*Provided entries*
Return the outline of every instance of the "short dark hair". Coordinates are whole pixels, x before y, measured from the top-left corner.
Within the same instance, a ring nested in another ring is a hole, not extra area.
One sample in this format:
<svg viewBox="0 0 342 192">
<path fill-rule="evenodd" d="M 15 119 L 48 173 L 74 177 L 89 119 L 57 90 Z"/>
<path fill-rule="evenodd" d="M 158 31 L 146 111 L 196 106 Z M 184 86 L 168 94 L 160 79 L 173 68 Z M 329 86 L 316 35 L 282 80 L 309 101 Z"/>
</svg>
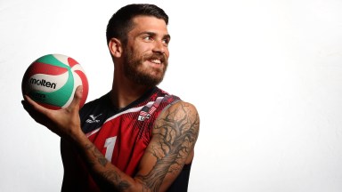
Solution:
<svg viewBox="0 0 342 192">
<path fill-rule="evenodd" d="M 126 44 L 127 33 L 133 27 L 132 20 L 136 16 L 153 16 L 164 20 L 168 24 L 168 16 L 161 8 L 155 4 L 132 4 L 126 5 L 115 12 L 107 25 L 107 44 L 115 37 Z"/>
</svg>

*Problem details*
Report each line of the records above that contains the word "evenodd", copying every such line in full. Match case exactly.

*Final answer*
<path fill-rule="evenodd" d="M 15 119 L 48 173 L 74 177 L 89 119 L 57 90 Z"/>
<path fill-rule="evenodd" d="M 158 31 L 146 111 L 196 106 Z M 184 86 L 168 94 L 160 79 L 173 68 Z M 329 86 L 316 35 L 282 80 L 309 101 Z"/>
<path fill-rule="evenodd" d="M 126 44 L 127 33 L 133 27 L 132 20 L 136 16 L 153 16 L 164 20 L 168 24 L 168 16 L 161 8 L 155 4 L 132 4 L 126 5 L 115 12 L 107 25 L 107 44 L 115 37 Z"/>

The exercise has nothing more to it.